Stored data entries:
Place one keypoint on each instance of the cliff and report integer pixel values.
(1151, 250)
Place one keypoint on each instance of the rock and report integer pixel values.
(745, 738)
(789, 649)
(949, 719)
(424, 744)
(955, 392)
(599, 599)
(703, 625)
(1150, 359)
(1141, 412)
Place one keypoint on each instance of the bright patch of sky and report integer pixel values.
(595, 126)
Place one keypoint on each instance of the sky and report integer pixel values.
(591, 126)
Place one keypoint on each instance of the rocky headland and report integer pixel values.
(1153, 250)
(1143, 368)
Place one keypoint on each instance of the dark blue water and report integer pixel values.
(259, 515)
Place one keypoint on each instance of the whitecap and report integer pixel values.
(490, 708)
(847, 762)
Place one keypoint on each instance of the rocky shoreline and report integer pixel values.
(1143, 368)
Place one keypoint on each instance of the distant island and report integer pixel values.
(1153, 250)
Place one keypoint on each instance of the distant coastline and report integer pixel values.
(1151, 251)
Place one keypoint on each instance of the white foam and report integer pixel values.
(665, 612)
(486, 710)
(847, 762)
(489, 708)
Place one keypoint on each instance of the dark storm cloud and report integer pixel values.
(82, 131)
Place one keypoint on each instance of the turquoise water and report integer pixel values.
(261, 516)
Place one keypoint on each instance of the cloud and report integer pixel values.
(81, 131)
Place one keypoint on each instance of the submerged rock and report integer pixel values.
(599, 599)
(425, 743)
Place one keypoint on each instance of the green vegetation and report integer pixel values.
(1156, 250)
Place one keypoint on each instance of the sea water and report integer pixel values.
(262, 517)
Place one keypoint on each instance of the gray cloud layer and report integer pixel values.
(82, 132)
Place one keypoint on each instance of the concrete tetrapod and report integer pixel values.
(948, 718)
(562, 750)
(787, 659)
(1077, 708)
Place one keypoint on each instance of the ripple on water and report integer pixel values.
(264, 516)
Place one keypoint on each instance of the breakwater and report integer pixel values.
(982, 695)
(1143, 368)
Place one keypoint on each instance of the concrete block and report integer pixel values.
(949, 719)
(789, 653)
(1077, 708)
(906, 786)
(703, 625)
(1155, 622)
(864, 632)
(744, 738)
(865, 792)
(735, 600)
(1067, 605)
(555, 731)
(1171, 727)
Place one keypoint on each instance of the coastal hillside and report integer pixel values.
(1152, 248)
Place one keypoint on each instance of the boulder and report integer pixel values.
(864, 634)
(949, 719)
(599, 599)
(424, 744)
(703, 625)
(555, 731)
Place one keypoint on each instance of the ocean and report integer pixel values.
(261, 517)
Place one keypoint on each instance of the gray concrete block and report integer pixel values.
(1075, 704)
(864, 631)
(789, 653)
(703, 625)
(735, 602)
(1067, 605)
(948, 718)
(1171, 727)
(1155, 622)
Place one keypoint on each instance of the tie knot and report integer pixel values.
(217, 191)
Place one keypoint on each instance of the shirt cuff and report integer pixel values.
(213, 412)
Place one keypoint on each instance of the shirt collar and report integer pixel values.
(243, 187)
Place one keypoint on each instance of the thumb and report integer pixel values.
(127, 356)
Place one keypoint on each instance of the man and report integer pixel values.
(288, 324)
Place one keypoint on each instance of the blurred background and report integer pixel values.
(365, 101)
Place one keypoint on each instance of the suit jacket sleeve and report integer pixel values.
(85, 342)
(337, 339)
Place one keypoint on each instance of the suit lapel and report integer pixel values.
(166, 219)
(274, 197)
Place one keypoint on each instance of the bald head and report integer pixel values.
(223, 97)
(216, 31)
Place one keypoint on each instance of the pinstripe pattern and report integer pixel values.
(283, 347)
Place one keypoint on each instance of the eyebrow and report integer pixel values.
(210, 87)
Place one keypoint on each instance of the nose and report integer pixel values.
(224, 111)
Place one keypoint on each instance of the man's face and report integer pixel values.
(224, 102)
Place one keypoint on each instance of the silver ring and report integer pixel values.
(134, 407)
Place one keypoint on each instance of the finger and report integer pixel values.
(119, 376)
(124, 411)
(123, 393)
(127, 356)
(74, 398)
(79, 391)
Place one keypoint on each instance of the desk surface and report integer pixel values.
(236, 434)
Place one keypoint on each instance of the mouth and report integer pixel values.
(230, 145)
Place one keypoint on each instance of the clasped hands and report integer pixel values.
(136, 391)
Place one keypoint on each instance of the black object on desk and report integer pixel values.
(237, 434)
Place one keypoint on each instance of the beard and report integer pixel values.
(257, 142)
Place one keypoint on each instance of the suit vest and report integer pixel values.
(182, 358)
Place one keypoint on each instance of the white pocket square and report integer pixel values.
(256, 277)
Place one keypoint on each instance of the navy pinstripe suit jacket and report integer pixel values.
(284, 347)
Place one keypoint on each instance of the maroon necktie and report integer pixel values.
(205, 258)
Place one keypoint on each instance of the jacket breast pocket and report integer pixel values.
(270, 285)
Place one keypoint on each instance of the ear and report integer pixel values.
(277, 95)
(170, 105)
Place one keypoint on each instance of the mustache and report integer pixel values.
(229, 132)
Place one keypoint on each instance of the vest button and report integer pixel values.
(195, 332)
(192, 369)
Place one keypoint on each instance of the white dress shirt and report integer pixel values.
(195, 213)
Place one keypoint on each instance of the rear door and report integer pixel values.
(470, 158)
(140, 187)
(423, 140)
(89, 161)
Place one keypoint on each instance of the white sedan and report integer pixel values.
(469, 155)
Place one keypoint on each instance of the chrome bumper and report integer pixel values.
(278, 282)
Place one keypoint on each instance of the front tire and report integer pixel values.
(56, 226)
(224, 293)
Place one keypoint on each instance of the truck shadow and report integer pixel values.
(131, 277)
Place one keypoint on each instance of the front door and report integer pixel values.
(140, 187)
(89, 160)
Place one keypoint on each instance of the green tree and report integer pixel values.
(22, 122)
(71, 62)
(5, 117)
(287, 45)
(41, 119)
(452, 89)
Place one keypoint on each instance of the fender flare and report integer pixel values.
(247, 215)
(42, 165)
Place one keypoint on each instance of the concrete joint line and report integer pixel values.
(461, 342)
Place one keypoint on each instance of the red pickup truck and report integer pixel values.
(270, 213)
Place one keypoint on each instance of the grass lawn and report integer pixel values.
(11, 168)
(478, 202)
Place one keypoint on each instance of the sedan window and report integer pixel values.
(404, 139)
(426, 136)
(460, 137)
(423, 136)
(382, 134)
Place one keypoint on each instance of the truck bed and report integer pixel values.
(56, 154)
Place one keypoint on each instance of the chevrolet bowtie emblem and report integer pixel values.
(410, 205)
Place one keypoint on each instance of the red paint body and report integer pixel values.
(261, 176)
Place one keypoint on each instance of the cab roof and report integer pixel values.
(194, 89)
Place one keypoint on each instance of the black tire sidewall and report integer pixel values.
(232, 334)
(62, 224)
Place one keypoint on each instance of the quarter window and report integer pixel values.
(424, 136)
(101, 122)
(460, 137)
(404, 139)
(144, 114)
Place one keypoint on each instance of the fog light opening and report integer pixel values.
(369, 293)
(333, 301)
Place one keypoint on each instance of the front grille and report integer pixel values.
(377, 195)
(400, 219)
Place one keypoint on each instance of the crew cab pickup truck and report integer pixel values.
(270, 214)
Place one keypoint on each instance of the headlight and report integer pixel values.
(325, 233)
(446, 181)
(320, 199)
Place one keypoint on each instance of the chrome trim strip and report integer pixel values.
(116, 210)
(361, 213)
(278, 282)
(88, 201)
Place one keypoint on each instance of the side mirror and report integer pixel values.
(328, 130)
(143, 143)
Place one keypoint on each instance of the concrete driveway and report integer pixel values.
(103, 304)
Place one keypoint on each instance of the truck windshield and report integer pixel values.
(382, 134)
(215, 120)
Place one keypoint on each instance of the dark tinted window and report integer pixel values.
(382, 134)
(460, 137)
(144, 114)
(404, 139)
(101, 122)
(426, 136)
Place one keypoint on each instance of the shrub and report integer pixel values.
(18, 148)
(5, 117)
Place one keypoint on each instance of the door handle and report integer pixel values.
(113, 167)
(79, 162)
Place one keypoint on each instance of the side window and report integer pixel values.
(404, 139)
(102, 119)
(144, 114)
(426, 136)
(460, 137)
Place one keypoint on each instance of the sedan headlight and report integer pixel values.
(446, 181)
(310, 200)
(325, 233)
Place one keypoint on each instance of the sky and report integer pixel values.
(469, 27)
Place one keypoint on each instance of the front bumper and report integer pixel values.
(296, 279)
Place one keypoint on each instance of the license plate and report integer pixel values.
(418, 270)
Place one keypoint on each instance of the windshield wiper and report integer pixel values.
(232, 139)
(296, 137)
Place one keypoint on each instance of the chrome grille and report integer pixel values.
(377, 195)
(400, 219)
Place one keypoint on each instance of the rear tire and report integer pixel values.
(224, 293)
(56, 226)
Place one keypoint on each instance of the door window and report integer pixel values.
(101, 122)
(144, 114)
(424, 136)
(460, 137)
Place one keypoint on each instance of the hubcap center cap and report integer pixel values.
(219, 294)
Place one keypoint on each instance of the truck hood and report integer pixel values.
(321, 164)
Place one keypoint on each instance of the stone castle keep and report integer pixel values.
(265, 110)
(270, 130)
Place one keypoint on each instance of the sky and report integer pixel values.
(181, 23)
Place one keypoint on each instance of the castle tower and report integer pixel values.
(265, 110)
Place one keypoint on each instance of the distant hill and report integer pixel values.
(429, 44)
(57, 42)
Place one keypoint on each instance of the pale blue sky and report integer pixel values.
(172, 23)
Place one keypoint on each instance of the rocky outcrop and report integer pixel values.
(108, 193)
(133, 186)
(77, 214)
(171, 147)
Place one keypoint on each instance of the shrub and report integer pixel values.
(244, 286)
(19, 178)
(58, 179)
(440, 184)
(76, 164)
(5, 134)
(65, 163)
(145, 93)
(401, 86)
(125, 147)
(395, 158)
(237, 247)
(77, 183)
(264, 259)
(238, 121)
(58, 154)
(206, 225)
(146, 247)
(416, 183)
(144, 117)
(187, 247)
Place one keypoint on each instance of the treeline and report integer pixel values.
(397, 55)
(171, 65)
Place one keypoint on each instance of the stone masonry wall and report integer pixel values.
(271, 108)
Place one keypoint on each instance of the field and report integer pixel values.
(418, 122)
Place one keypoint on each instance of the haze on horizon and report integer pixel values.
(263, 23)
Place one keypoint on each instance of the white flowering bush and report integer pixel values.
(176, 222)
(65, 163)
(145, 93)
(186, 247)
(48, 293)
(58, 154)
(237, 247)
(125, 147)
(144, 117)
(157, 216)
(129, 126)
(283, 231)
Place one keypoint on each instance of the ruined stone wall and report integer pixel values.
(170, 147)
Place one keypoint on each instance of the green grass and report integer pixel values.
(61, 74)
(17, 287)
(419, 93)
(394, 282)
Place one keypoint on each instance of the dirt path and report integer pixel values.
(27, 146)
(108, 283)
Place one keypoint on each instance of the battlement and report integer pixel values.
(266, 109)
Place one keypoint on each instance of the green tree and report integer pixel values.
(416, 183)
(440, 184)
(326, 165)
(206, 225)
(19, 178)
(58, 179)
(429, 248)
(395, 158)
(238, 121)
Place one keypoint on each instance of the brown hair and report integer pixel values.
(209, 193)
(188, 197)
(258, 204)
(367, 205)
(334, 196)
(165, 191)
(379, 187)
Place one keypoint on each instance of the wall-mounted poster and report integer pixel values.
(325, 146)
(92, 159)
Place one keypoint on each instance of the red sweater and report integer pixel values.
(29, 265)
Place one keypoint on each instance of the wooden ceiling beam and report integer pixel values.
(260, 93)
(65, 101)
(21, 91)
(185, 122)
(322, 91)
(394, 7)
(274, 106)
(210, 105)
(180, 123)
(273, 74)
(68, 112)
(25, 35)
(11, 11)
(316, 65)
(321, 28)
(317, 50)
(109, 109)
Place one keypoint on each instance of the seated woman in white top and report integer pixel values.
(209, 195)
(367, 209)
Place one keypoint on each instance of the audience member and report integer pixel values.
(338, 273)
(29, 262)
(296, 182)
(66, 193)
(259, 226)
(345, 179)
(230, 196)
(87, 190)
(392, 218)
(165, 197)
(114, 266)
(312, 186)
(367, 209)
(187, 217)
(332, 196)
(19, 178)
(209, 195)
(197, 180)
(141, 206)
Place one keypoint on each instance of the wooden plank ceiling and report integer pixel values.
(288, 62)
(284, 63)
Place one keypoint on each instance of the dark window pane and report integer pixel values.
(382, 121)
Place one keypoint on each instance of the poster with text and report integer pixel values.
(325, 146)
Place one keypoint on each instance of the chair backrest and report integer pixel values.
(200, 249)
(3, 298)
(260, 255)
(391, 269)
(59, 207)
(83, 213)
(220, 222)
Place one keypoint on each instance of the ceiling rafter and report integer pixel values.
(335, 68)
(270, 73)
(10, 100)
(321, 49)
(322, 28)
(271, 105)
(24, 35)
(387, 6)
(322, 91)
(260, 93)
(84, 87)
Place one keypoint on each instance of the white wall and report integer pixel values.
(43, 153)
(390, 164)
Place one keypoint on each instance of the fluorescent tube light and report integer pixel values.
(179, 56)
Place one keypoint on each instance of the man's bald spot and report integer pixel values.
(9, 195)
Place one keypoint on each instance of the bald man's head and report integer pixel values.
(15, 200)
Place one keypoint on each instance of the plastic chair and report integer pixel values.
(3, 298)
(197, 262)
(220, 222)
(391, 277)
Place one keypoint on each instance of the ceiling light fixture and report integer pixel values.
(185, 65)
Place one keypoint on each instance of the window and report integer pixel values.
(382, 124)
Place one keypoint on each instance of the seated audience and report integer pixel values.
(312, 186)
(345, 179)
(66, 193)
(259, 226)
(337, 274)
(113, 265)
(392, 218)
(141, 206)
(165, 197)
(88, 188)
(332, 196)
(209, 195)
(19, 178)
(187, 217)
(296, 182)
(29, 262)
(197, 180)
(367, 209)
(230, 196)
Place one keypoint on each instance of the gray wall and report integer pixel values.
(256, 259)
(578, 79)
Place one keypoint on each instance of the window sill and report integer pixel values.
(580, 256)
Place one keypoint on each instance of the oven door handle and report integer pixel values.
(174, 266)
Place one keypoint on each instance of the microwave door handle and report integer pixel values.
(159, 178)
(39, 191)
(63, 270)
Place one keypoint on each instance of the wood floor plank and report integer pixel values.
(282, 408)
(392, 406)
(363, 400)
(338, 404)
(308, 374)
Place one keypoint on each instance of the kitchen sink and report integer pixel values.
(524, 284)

**Exercise brief**.
Take the line with "Place one keypoint on each instance of the gray wall" and all lines after it through the end of the records, and write them out exactly; include nothing else.

**Task result**.
Place one keypoint on each instance of the gray wall and report integer pixel values.
(256, 259)
(578, 79)
Place one keypoint on each instance of the window sill and report integer pixel values.
(580, 256)
Place one keypoint on each instance of the oven door handle and report integer pixel values.
(174, 266)
Place one keypoint on each instance of the microwave door handle and report integer pixel values.
(159, 178)
(39, 191)
(63, 270)
Place one keypoint on each instance of the wood floor plank and report integer pixel values.
(282, 408)
(392, 406)
(363, 400)
(338, 404)
(308, 374)
Place one keypoint on each instance of the kitchen sink and report integer pixel values.
(524, 284)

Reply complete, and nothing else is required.